Results and discussion

Overview of the taxonomic makeup

The quantity and length distribution of the retrieved 16S rRNA gene fragments were described elsewhere (Yilmaz et al., 2011), while the number of taxa at each rank level, overall taxonomic composition, and other details regarding the taxonomic classification can be found in the supplementary material (Table S6, S7, and S8).

The overall assessment of the taxonomic makeup is in agreement with previous studies on the GOS metagenome (Rusch et al., 2007; Biers et al., 2009; Yooseph et al., 2010), as well as with expectations of ocean surface microbial communities (Fuhrman & Hagström, 2008). Compared to previous assessments of the GOS metagenome taxonomic makeup, we have observed more sequences belonging to the Candidate divisions. For example, only Candidate division OD1 is acknowledged in the study by Biers and colleagues (Biers et al., 2009), whereas we report the occurrence of TM7, WS3, OP3, SR1, and OP10. Clone sequences belonging to these divisions are isolated from a wide variety of sources, including sludge, soil, human or other host tissues, deep-sea sediments, lakes, or biofilms (Hugenholtz et al., 1998; Pace, 2009). In the GOS metagenome, their distribution was limited to, except for Candidate division OD1, coastal, estuarine, brackish, hypersaline waters, as well as freshwater environments. The absence of these divisions from surface open ocean waters is congruent with previous observations, whereas the presence in estuarine and coastal waters could be indicative of anthropogenic inputs considering their prevalence in wastewater/sludge type environments, while the fresh, brackish, and hypersaline water prevalence is in line with potentially differing metabolic capabilities in comparison with surface ocean communities. Candidate division OD1 was the most widespread candidate division within the GOS metagenome, and in addition to the previously listed locations, this taxon was also observed in ocean waters from sites GS000a, GS114, and GS117 (Fig. S2). Although the OD1 is environmentally widespread, our survey of previous isolation sources did not encounter any other surface ocean clones.

Community structures at different taxonomic rank levels

Spatial and temporal patterns, along with ecological coherence of higher bacterial and archaeal taxonomic ranks, have been discussed previously (Philippot et al., 2009, 2010). Although the GOS metagenome is only composed of surface water samples, the ‘surfaces’ sampled have an interesting variety of contrasting habitats, such as estuary vs. open ocean, or hypersaline vs. freshwater. We used this diversity of habitats in order to reveal how well these habitat differences will be reflected in community structures composed of bacterial and archaeal taxa at different rank levels.

__Data supplied__:

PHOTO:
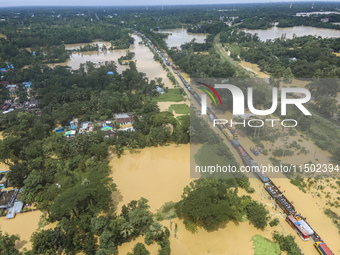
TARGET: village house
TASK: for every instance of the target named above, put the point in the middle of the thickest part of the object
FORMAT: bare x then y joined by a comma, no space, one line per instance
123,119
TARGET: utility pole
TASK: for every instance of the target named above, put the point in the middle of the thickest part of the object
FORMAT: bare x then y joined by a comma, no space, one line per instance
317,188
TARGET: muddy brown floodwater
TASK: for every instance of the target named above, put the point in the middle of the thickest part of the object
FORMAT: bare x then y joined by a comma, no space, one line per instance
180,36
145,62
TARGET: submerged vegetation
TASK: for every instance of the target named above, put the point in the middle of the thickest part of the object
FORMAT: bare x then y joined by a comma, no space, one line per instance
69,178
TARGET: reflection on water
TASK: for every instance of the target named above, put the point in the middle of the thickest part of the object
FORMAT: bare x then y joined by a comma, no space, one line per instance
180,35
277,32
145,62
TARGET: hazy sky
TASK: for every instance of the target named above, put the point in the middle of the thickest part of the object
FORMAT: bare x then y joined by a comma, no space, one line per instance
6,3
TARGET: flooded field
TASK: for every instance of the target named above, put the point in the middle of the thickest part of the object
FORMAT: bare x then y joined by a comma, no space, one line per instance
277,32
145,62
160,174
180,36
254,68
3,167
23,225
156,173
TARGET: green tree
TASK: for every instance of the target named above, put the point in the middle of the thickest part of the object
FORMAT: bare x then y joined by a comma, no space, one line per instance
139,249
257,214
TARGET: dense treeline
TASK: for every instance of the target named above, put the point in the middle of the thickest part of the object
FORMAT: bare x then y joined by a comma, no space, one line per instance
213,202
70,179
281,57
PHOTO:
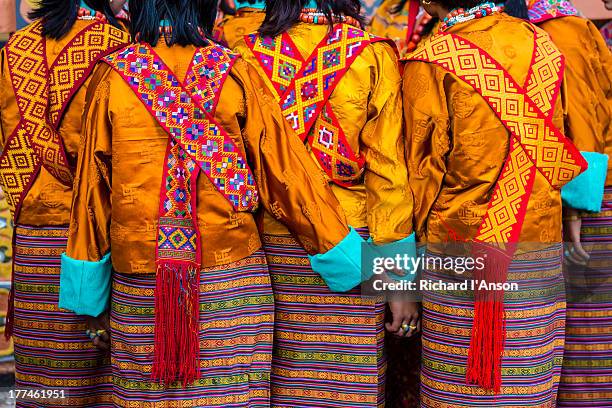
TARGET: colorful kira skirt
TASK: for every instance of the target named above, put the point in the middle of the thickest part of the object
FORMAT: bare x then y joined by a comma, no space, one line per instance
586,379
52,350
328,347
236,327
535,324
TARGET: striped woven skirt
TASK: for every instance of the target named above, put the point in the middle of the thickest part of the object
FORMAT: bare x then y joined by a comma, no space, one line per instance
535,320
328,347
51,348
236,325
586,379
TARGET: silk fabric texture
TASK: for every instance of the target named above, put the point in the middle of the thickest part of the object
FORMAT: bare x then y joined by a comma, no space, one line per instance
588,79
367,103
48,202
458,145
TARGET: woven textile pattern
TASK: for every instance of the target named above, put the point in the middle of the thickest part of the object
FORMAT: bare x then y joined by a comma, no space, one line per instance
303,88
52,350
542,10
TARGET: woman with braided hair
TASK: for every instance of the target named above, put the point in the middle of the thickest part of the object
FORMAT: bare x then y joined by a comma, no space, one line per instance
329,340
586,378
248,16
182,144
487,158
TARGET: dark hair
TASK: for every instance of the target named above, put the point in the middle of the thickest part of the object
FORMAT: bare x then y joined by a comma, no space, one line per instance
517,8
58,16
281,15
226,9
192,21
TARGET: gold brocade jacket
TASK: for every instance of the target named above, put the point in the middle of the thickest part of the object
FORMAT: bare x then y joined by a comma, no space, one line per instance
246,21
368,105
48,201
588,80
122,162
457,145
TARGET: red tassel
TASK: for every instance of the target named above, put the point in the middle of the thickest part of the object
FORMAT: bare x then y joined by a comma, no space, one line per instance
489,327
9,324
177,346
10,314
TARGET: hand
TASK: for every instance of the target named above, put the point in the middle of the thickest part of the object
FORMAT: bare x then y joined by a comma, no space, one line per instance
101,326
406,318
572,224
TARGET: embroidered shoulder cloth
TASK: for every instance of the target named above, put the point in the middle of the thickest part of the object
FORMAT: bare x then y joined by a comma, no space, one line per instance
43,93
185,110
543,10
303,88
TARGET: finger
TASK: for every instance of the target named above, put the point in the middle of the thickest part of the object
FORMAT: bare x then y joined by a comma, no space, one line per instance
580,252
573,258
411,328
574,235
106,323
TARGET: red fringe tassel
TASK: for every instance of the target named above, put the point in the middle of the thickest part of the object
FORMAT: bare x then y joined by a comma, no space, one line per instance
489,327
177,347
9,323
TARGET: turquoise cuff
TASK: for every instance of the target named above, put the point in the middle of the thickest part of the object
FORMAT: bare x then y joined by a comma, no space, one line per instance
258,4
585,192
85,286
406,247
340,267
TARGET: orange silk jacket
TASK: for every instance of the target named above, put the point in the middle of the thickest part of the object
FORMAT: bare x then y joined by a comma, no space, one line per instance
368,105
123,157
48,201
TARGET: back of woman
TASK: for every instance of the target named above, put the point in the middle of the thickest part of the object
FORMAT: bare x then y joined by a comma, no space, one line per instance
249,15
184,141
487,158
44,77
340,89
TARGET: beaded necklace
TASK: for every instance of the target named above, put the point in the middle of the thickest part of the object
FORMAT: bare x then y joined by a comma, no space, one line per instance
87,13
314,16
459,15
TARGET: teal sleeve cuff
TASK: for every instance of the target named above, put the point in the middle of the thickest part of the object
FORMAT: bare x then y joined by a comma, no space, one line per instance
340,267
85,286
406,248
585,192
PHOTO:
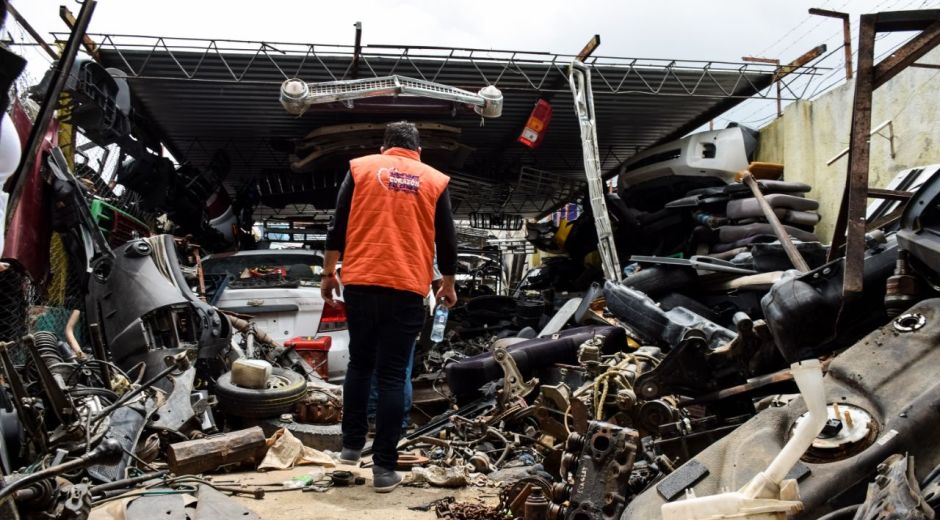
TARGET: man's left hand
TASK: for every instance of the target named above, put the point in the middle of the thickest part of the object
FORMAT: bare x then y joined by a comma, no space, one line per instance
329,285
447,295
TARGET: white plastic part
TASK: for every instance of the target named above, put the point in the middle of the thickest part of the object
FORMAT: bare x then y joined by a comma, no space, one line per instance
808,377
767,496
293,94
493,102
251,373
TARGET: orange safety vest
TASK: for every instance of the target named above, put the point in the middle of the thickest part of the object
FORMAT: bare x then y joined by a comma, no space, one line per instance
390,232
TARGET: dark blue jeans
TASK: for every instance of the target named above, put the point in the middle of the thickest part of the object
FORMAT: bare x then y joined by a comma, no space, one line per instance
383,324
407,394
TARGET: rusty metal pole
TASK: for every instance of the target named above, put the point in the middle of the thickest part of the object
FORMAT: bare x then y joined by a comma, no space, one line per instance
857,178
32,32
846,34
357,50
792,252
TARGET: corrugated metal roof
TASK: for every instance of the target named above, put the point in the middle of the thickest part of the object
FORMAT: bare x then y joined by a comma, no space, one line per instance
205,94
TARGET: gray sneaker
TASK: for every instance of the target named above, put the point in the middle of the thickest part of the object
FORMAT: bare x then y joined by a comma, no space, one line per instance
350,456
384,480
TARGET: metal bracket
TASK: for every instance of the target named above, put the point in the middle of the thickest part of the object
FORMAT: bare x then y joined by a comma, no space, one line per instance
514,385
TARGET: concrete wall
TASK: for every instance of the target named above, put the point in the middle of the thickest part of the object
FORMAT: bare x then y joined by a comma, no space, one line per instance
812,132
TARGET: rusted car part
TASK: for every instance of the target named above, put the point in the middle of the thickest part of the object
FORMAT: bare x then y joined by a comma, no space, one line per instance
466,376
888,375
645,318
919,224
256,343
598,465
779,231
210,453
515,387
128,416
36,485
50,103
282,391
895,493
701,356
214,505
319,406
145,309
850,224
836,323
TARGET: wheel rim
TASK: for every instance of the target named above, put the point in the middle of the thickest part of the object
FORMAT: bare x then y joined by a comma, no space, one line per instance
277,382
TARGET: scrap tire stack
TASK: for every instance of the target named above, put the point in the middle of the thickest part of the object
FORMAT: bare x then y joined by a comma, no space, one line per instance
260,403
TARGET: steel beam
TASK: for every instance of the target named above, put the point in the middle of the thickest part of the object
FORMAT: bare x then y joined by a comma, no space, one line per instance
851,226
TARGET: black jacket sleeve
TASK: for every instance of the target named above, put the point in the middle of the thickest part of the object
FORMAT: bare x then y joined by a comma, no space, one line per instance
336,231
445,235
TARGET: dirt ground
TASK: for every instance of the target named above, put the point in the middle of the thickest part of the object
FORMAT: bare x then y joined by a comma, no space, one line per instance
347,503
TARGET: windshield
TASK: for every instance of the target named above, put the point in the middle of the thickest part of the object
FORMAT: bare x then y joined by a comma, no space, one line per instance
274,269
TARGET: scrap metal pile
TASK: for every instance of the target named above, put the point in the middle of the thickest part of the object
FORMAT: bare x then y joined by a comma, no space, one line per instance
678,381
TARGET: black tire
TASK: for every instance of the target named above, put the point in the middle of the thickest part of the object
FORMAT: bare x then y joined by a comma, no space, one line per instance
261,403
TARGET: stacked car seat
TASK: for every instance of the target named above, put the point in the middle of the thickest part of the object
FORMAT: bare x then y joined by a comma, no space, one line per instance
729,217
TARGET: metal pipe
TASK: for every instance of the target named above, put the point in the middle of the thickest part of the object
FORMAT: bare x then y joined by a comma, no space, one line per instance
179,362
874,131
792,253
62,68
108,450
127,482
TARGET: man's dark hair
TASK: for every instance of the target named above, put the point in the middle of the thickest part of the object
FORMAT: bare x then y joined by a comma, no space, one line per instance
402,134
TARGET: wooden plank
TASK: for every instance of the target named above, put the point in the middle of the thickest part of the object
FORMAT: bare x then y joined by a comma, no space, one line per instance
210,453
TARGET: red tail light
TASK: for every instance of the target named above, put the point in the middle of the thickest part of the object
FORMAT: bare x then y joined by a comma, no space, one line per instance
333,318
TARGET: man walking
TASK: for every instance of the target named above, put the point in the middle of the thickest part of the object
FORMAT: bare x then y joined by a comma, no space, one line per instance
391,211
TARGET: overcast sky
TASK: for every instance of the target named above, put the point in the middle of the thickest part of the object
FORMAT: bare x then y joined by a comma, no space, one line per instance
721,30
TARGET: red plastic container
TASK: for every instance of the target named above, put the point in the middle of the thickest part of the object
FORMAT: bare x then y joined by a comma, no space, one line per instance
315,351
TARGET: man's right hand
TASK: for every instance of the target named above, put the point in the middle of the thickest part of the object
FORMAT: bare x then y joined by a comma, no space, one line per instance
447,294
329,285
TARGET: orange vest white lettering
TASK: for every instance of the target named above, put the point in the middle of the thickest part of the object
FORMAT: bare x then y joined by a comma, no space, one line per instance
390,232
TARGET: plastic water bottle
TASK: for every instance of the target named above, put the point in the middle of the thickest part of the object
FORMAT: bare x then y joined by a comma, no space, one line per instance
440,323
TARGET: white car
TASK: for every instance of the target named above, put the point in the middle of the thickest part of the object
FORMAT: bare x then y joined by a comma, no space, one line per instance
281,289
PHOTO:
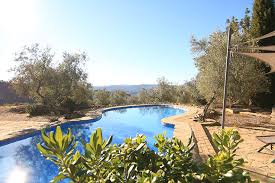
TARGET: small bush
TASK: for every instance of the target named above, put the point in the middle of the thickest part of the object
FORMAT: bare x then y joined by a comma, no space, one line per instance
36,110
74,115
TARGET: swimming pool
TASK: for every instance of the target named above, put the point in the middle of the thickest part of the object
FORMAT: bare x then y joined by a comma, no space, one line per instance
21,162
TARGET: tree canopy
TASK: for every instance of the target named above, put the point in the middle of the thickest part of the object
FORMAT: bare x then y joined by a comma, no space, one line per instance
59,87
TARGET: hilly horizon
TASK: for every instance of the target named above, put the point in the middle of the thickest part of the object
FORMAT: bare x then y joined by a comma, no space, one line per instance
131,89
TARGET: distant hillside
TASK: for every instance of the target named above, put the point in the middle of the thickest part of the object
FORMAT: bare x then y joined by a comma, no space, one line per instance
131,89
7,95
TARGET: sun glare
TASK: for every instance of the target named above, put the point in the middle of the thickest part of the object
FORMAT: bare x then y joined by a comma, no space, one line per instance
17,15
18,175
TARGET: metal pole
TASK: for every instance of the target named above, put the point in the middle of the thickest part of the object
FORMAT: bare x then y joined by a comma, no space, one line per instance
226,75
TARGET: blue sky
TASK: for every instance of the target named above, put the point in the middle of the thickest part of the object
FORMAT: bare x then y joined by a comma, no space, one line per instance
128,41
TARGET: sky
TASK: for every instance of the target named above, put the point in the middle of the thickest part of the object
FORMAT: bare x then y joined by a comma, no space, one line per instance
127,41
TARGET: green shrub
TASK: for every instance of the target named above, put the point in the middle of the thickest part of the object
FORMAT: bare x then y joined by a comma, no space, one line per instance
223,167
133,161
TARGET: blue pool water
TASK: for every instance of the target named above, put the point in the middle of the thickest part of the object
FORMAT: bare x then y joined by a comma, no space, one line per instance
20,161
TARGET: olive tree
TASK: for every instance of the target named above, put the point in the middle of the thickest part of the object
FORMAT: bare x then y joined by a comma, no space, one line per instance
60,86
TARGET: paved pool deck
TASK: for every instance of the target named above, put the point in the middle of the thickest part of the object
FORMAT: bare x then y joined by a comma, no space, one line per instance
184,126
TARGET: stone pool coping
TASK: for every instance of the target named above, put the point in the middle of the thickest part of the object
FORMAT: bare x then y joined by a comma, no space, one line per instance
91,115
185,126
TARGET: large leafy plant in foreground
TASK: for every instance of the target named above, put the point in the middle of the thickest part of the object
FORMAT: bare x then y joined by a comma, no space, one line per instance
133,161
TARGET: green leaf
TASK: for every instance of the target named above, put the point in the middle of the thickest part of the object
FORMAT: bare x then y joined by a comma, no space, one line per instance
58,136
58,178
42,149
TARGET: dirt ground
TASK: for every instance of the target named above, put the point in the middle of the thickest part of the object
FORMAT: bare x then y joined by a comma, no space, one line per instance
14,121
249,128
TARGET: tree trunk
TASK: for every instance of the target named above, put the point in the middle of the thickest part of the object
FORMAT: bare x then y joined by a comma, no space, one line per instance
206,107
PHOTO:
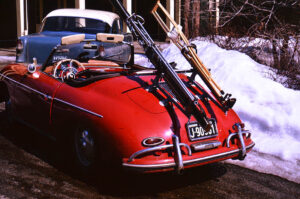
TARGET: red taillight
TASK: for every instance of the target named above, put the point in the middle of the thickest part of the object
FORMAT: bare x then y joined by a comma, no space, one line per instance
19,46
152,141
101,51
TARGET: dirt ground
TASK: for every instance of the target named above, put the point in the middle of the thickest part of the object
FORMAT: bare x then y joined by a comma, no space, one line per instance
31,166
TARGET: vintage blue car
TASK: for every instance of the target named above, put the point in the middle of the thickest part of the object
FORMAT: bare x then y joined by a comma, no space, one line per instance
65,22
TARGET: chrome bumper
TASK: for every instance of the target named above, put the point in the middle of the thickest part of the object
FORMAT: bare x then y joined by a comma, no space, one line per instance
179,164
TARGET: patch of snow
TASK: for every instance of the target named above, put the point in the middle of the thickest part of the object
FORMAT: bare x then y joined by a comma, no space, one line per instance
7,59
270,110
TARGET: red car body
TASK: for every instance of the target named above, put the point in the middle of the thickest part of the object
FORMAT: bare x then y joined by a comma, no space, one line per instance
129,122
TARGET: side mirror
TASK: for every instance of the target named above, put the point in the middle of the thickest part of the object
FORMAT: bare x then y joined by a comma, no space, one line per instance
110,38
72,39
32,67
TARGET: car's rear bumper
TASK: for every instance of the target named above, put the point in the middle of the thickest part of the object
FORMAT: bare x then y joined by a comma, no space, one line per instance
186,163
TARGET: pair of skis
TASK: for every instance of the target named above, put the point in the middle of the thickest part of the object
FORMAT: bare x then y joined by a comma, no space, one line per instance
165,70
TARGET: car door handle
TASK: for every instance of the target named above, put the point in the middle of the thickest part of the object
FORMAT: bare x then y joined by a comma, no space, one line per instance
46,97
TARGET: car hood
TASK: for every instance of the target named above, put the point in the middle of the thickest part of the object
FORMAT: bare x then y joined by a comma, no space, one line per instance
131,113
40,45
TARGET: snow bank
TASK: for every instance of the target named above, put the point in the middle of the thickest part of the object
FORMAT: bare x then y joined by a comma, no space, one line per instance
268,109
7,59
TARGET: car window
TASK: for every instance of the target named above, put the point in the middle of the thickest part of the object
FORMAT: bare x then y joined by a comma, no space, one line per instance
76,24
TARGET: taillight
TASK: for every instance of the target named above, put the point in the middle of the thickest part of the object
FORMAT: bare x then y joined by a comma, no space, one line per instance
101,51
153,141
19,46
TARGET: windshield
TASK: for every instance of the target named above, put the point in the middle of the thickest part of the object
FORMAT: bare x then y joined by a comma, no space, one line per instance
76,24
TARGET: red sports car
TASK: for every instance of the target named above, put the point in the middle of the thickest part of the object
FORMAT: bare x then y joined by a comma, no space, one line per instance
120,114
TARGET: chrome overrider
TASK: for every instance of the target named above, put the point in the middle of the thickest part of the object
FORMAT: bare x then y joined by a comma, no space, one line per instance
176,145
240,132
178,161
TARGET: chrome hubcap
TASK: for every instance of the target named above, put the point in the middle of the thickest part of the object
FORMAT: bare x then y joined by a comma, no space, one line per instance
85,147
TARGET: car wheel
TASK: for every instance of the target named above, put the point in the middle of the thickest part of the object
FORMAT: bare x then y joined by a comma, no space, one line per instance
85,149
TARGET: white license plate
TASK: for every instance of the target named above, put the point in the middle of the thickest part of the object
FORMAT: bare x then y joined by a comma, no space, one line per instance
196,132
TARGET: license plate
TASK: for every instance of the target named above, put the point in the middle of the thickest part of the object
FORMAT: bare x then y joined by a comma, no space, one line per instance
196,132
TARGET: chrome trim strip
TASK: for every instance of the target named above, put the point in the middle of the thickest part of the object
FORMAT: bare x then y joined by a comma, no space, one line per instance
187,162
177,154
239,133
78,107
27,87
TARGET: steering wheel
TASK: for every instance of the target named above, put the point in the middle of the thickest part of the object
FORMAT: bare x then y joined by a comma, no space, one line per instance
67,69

__Problems to work on__:
1) Output the part of the passage on the GOS metagenome starting with "Overview of the" and going on through "S7, and S8).".
2) Write the next part of the passage on the GOS metagenome, picking up after its last sentence.

__Responses by task__:
1)
Overview of the taxonomic makeup

The quantity and length distribution of the retrieved 16S rRNA gene fragments were described elsewhere (Yilmaz et al., 2011), while the number of taxa at each rank level, overall taxonomic composition, and other details regarding the taxonomic classification can be found in the supplementary material (Table S6, S7, and S8).

2)
The sites*species matrix for ordination analysis consisted of standardized relative abundances at five different rank levels. The phylum level consisted of 33 distinct taxa, with 12 313 sequences classified into these taxa. The class level had 55 distinct taxa, with 12 222 sequences; order level 107 distinct taxa and 12 049 sequences; family level 201 distinct taxa and 10 616 sequences; and finally genus level 363 distinct taxa and 4270 sequences.

At any taxonomic rank level, the NMDS analysis showed that certain sites have remarkably different community structures (Fig. 1). Specifically, a recurring trend was a halo of coastal (GS013), estuary (GS011–GS012), hypersaline (GS033), freshwater (GS020), mangrove (GS032), fringing reef (GS025), and some open ocean (GS00a–c) sites, surrounding a cluster of mainly open ocean sites. In addition to the aforementioned sites, another set of coastal/estuary (GS002–GS010), warm seep (GS030), coral reef (GS048), and coastal upwelling (GS031) sites were to some extent distinguishable from the open ocean cluster. The relative distances between sites at different ranks were not always the same. For example, GS011–GS012 couple was placed at varying distances from each other, but nevertheless they retained their general distinctness from the rest. Another one is GS013 and GS025 couple, clearly different from the rest of the sites, but conspicuously placed too near each other at phyla rank level. The taxa composition and relative abundances change with each rank level; therefore, such conformation changes are expected. The NMDS ordinations have high stress values, although still being within acceptable limits (Kruskal, 1964). Other multivariate analysis methods may also be suitable; however, NMDS has the advantage of being a nonparametric method, therefore not assuming that species have linear responses to environmental gradients.

Figure 1.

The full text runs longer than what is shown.